__Extracted entries__
(begin)
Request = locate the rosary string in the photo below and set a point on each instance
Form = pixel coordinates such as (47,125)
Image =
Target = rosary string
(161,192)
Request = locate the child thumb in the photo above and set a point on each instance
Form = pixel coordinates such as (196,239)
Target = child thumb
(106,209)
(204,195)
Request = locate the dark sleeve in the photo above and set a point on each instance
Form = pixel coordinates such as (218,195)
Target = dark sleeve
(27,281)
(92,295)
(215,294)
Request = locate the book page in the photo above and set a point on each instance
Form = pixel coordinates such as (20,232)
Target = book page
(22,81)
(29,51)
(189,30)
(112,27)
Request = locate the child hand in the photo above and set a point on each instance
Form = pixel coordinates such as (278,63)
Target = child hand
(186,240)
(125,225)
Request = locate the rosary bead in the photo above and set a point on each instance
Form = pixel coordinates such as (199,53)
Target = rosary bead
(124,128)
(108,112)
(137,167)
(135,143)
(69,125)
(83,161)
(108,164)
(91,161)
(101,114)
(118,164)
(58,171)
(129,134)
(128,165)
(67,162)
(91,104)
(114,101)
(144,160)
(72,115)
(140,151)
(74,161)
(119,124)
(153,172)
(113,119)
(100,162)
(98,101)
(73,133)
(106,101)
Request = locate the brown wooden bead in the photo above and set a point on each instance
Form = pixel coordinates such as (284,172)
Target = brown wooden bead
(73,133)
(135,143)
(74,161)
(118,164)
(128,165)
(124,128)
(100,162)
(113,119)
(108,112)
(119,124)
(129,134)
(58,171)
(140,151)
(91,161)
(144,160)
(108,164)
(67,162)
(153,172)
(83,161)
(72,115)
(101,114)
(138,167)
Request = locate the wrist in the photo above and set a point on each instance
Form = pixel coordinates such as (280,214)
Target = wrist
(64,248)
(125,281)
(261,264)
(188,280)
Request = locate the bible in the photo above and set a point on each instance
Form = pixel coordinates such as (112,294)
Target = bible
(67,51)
(end)
__Your goal__
Please print the lines of the records from the line that contains "Request = locate the wrist" up to and including the last line of the records, reproducing them word for word.

__The completed task__
Request = locate the wrist in the photo above and set a point on each instance
Form = pixel coordinates such as (280,214)
Target = wrist
(64,248)
(125,281)
(261,264)
(188,280)
Request = locate the bible in the photo above and set a point on each instance
Form = pixel coordinates such as (112,294)
Target = bible
(67,51)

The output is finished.